# [How to complete this task]
From the entries that follow, copy each line in which "rough" appears.

(Saved data entries)
● ● ●
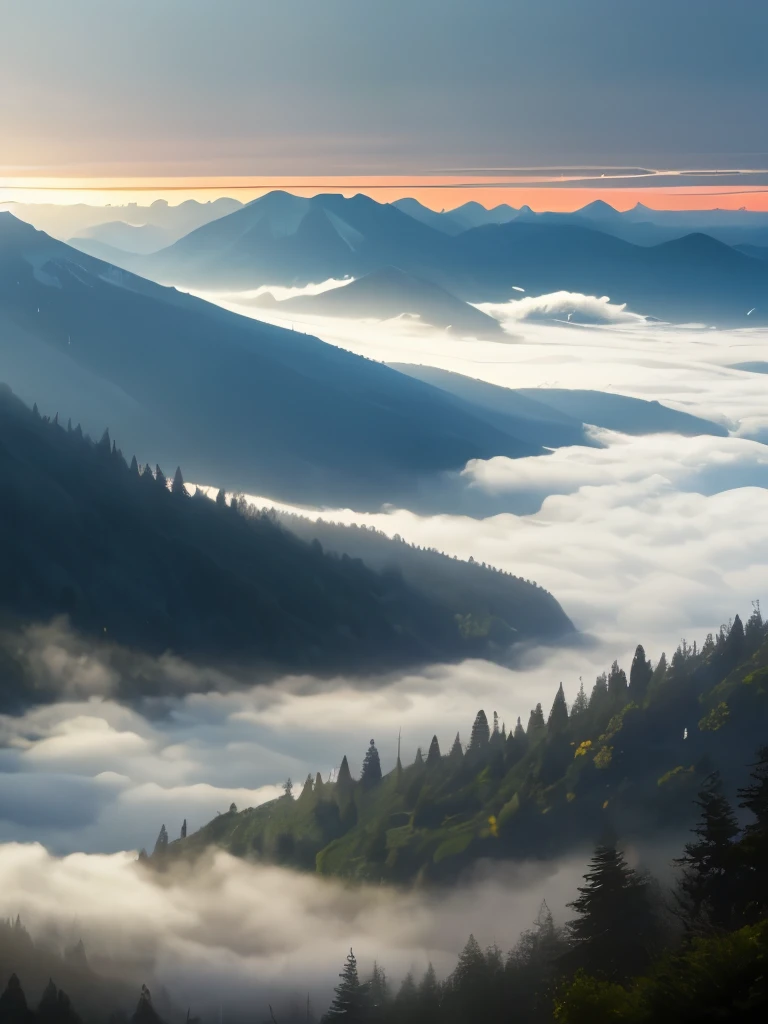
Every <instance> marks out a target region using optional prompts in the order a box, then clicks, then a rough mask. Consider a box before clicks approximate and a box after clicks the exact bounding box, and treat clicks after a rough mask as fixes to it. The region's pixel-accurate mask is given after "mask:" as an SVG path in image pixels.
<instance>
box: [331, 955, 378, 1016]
mask: <svg viewBox="0 0 768 1024" xmlns="http://www.w3.org/2000/svg"><path fill="white" fill-rule="evenodd" d="M339 978H340V979H341V980H340V982H339V984H338V985H337V986H336V989H335V995H334V998H333V1002H332V1004H331V1006H330V1007H329V1009H328V1012H327V1013H326V1015H325V1016H324V1018H323V1022H324V1024H331V1022H333V1021H341V1022H343V1024H365V1022H366V1020H367V1017H368V1014H367V1010H368V999H367V994H368V993H367V991H366V987H365V986H364V985H361V984H360V981H359V978H358V977H357V961H356V959H355V957H354V953H353V952H352V950H351V949H350V950H349V955H348V956H347V958H346V963H345V964H344V967H343V968H342V971H341V974H340V975H339Z"/></svg>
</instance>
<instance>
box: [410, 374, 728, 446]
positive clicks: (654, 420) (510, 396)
mask: <svg viewBox="0 0 768 1024" xmlns="http://www.w3.org/2000/svg"><path fill="white" fill-rule="evenodd" d="M392 366H393V368H394V369H396V370H398V371H400V373H403V374H409V375H411V376H413V377H416V378H418V379H419V380H422V381H425V382H426V383H428V384H432V385H433V386H434V387H440V388H443V389H444V390H445V391H449V392H451V393H452V394H455V395H456V396H457V397H460V398H462V399H464V400H465V401H469V402H471V403H472V406H473V407H474V408H476V409H478V410H480V409H481V410H483V411H484V413H485V414H486V415H489V416H490V417H492V419H490V421H489V422H493V423H494V424H495V425H497V426H499V427H500V428H503V426H504V425H505V424H506V429H508V430H511V431H514V432H515V433H516V434H517V435H518V436H520V437H525V438H527V440H529V441H530V442H531V443H534V442H536V443H539V444H544V445H546V446H547V447H562V446H564V445H568V444H594V443H595V442H594V441H593V440H591V439H590V437H589V435H588V434H587V433H586V431H585V424H592V425H593V426H597V427H604V428H606V429H608V430H617V431H620V432H621V433H625V434H654V433H666V432H670V433H676V434H683V435H684V436H695V435H697V434H712V435H714V436H717V437H724V436H727V433H728V431H727V430H726V429H725V428H724V427H721V426H720V425H719V424H717V423H712V422H711V421H709V420H702V419H700V418H699V417H697V416H691V415H689V414H688V413H680V412H678V411H677V410H674V409H670V408H669V407H668V406H663V404H660V402H658V401H646V400H644V399H642V398H631V397H630V396H629V395H624V394H611V393H608V392H606V391H586V390H575V389H574V390H567V389H561V388H505V387H500V386H499V385H497V384H486V383H485V381H478V380H475V379H474V378H472V377H463V376H462V375H461V374H454V373H450V372H449V371H446V370H437V369H436V368H435V367H416V366H409V365H407V364H403V362H397V364H392Z"/></svg>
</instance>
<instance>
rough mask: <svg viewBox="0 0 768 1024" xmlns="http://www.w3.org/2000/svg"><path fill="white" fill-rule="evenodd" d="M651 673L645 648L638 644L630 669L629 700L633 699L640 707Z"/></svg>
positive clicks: (635, 702) (648, 681)
mask: <svg viewBox="0 0 768 1024" xmlns="http://www.w3.org/2000/svg"><path fill="white" fill-rule="evenodd" d="M652 675H653V670H652V669H651V667H650V662H649V660H647V659H646V657H645V648H644V647H643V645H642V644H638V645H637V647H636V648H635V656H634V657H633V659H632V668H631V669H630V688H629V698H630V700H634V701H635V703H637V705H639V706H640V707H642V703H643V700H644V699H645V694H646V693H647V692H648V686H649V684H650V679H651V676H652Z"/></svg>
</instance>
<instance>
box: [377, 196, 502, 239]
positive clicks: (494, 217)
mask: <svg viewBox="0 0 768 1024" xmlns="http://www.w3.org/2000/svg"><path fill="white" fill-rule="evenodd" d="M392 206H396V207H397V209H398V210H402V212H403V213H407V214H408V215H409V216H410V217H413V218H414V219H415V220H420V221H421V222H422V223H423V224H428V225H429V226H430V227H434V228H436V229H437V230H438V231H442V232H443V233H444V234H460V233H461V232H462V231H466V230H469V228H471V227H479V226H480V225H481V224H506V223H507V221H510V220H514V218H515V217H516V216H517V214H518V211H517V210H515V209H514V207H511V206H507V205H506V204H502V205H500V206H496V207H494V208H493V209H490V210H487V209H486V208H485V207H484V206H481V205H480V204H479V203H474V202H470V203H465V204H464V205H463V206H459V207H457V208H456V209H454V210H442V211H440V212H439V213H437V212H436V211H435V210H430V209H429V207H427V206H423V205H422V204H421V203H420V202H419V201H418V200H415V199H398V200H396V201H395V202H394V203H393V204H392Z"/></svg>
● ● ●
# [Answer to this task]
Every <instance> marks out a target region using optional prompts in the order a box, then clicks, then a rough mask. Consider a box before clicks approximate and a box after clicks the exact bounding box, and treat clicks after a rough mask as fixes to it. The region's pixel-accurate mask is given after "mask:" as an SVG path in image pixels.
rough mask: <svg viewBox="0 0 768 1024" xmlns="http://www.w3.org/2000/svg"><path fill="white" fill-rule="evenodd" d="M651 673L645 648L638 644L630 669L629 700L633 699L640 707Z"/></svg>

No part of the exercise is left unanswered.